_PASSAGE FOR REVIEW_:
┏━━
# Mathew 5:20 Unless your righteosness...



## Eoghan (Sep 10, 2009)

In discussing the text (Understanding the Difficult Words of Jesus- Bivin/Blizzard) much is made of the "underlying Hebrew text", of which we have the Greek translation , in english.

The word for *righteousness* is _tsedekhah _(Hebrew) and by the time of Jesus it had taken on a secondary more narrow meaning - almsgiving. The older OT meaning is of righteosness in the context of salvation or deliverance. Thus Jesus is playing on words - effectively saying unless our righteosness is bigger than the almsgiving of the Pharisees we cannot enter the kingdom of God.

Now leaving aside the question of the Hebrew undertext  I cannot see that there is much of note here. Indeed I feel that this "explanation" plays down the text.

In Greek there is the suggestion that a QUALITATIVELY different righteousness is required. (Grace v's Law) This seems to be lost in this "explanation". I can't see that this "Hebrew" is helpful at all.

Every time I come across this emphasis on the "Hebrew" it goes off like a dampp squib, revealing nothing that the analogy of faith and a careful contextual exposition would not reveal.

When it does give a different nuance, I want to stick with the Greek!


----------



## Herald (Sep 10, 2009)

Even if almsgiving was the direct Greek translation it doesn't remove the fact that the Pharisees were trusting in a works righteousness. The distinction between grace and law still stands (Romans 4).


----------



## au5t1n (Sep 10, 2009)

My only question to them would be, *what* "underlying Hebrew text"? There is no proof it wasn't written in Greek to begin with. Jesus probably taught in Aramaic, but the Greek fluency of Apostles like Peter and John, who were fisherman, indicates that Koine was common knowledge. How do we know there even *is* an "underlying Hebrew text"?


----------



## Eoghan (Sep 10, 2009)

Herald said:


> Even if almsgiving was the direct Greek translation it doesn't remove the fact that the Pharisees were trusting in a works righteousness. The distinction between grace and law still stands (Romans 4).



almsgiving is the translation of the *Hebrew*! 

There would appear to be an attempt on the part of some to deny that the NT can be understood in Greek. It requires a knowledge of the Hebrew "original". In their theology the original was Hebrew. There is "some" evidence for Mathew being written in Hebrew, this from Eusebius. (Still to check up on him)
┗━━
_EXERCISE AIM_:
Answer these questions about the forum thread on Matthew 5:20.
1. In the opening post, what narrower meaning had the Hebrew word for righteousness taken on by the time of Jesus?
2. Which chapter of Romans does Herald cite?
3. In the last post, whom does Eoghan name as the source of evidence for Matthew being written in Hebrew?

_SUPPLIED DATA_:
┏━━
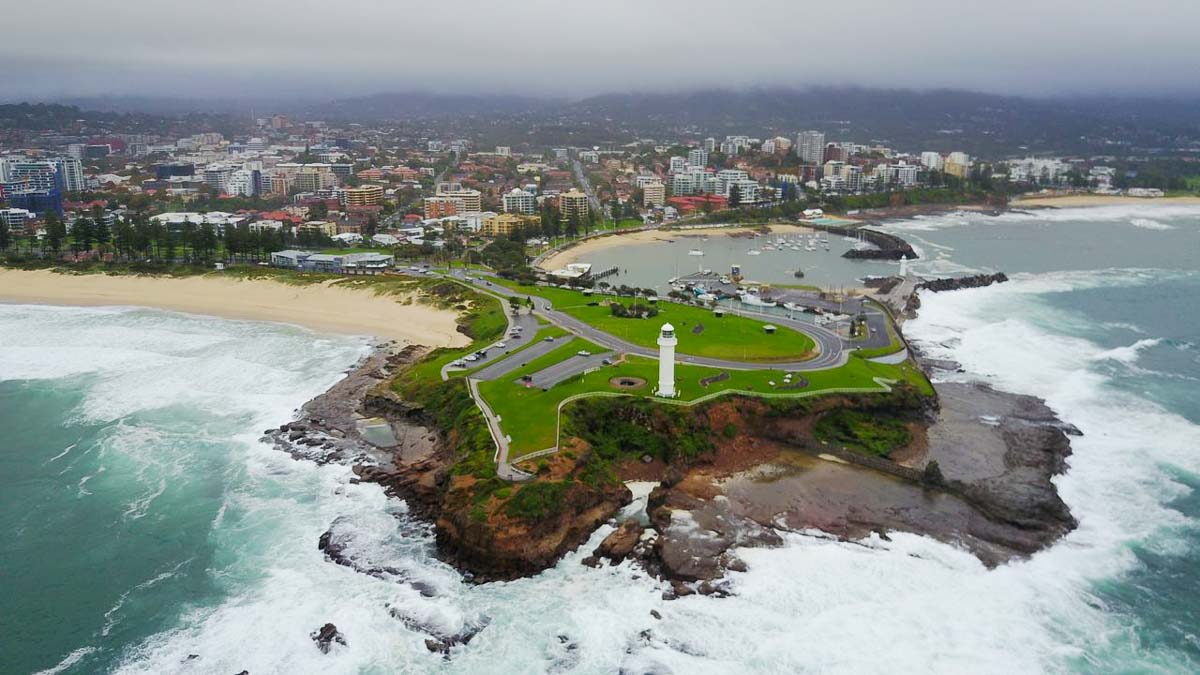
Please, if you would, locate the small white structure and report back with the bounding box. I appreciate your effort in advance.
┗━━
_EXERCISE ANSWER_:
1. Almsgiving.
2. Romans 4.
3. Eusebius.